▶ _PROMPT_
Give the records back in full, exactly as they read.

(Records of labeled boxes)
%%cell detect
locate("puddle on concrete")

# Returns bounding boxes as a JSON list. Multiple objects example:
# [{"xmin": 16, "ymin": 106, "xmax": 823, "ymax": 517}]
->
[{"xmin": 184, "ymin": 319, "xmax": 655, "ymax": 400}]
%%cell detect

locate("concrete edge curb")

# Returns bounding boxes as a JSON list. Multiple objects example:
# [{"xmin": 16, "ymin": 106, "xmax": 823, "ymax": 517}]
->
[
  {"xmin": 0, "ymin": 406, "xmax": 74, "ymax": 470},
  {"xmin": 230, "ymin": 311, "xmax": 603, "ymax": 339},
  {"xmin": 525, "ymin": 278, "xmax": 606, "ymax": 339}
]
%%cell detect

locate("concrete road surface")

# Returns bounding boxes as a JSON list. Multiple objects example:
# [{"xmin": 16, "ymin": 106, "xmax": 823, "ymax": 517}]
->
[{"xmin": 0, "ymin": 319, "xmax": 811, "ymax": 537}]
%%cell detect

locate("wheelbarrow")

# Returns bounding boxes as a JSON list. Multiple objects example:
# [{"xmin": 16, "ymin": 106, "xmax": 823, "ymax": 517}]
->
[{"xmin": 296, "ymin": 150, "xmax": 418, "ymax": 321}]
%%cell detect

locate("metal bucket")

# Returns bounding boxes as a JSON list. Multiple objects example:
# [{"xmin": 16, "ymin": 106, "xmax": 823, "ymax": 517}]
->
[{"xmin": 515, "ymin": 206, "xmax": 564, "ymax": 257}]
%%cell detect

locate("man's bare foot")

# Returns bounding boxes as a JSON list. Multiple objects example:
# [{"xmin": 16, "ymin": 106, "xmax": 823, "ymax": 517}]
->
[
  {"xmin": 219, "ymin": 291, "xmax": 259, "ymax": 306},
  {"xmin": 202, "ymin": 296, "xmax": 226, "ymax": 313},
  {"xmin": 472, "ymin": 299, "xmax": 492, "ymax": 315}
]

▶ _TASK RESULT_
%%cell detect
locate("puddle on concrete")

# Returns bounding boxes as a JSON list. Multiple objects example:
# [{"xmin": 16, "ymin": 106, "xmax": 823, "ymax": 517}]
->
[{"xmin": 184, "ymin": 319, "xmax": 655, "ymax": 400}]
%%cell detect

locate("concrete edge curb")

# Returns bounding boxes as a JSON list. Multiple objects example:
# [{"xmin": 16, "ymin": 106, "xmax": 823, "ymax": 517}]
->
[
  {"xmin": 0, "ymin": 406, "xmax": 74, "ymax": 470},
  {"xmin": 230, "ymin": 311, "xmax": 603, "ymax": 339},
  {"xmin": 525, "ymin": 278, "xmax": 606, "ymax": 339}
]
%%cell detect

locate("concrete road surface")

# Returns bounding boxes as a JSON list. Multiple objects example:
# [{"xmin": 16, "ymin": 106, "xmax": 823, "ymax": 517}]
->
[{"xmin": 0, "ymin": 319, "xmax": 811, "ymax": 537}]
%%cell detect

locate("wheelbarrow")

# Returns bounding boxes as a JSON list. Multiple objects example:
# [{"xmin": 16, "ymin": 106, "xmax": 823, "ymax": 517}]
->
[{"xmin": 296, "ymin": 150, "xmax": 418, "ymax": 321}]
%%cell detect

locate("metal bucket")

# Returns bounding boxes as a JSON list. Multiple objects example:
# [{"xmin": 16, "ymin": 106, "xmax": 823, "ymax": 517}]
->
[{"xmin": 515, "ymin": 206, "xmax": 564, "ymax": 257}]
%%cell detect

locate("man's bare foot")

# Returns bounding boxes as a JSON list. Multiple objects example:
# [{"xmin": 16, "ymin": 106, "xmax": 823, "ymax": 517}]
->
[
  {"xmin": 219, "ymin": 291, "xmax": 259, "ymax": 306},
  {"xmin": 202, "ymin": 296, "xmax": 226, "ymax": 313},
  {"xmin": 472, "ymin": 299, "xmax": 492, "ymax": 315}
]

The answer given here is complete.